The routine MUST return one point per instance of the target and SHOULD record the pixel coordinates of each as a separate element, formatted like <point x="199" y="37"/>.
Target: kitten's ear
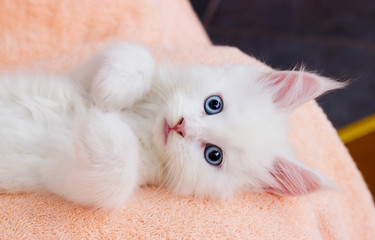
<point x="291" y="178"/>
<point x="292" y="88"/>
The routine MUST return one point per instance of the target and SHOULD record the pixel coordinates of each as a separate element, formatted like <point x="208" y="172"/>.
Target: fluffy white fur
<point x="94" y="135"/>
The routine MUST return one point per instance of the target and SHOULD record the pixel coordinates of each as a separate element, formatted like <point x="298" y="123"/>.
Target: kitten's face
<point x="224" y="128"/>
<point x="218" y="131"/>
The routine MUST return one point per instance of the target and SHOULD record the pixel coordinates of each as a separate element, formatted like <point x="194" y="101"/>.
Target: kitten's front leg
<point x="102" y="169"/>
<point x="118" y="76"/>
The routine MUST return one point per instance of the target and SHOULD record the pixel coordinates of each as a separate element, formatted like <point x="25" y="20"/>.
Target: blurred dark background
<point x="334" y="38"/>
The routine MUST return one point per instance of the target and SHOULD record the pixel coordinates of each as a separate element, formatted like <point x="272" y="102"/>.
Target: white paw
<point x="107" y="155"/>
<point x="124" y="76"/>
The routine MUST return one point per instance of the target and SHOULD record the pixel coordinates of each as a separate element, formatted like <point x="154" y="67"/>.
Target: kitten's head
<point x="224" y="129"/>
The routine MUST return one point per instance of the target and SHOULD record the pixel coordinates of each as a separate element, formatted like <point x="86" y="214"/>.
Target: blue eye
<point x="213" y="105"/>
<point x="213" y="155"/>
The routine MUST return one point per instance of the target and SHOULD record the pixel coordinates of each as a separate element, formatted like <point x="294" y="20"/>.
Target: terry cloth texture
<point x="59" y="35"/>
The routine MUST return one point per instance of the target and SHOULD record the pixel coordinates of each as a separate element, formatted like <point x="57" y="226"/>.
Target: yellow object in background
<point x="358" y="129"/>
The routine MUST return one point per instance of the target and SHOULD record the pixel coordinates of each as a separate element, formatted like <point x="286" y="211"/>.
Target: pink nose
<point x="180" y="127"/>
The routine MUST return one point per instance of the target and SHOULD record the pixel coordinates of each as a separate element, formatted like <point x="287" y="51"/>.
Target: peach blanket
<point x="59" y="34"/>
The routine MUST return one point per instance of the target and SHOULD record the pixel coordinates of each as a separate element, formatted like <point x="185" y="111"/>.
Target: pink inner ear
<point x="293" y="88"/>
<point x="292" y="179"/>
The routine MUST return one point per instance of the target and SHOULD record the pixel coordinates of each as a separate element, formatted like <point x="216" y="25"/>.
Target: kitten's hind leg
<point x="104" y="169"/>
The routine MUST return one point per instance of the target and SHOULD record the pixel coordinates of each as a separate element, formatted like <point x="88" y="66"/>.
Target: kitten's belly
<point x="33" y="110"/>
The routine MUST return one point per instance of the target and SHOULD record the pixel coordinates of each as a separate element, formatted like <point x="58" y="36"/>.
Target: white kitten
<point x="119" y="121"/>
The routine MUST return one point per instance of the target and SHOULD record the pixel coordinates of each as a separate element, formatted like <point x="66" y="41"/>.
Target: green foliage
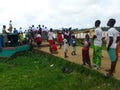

● ● ● ● ● ● ●

- **TASK INSTRUCTIONS**: Pull out every line of the records above that contains the string "background". Case counts.

- **PROBLEM SOLUTION**:
Target: blurred dark background
Target: yellow object in background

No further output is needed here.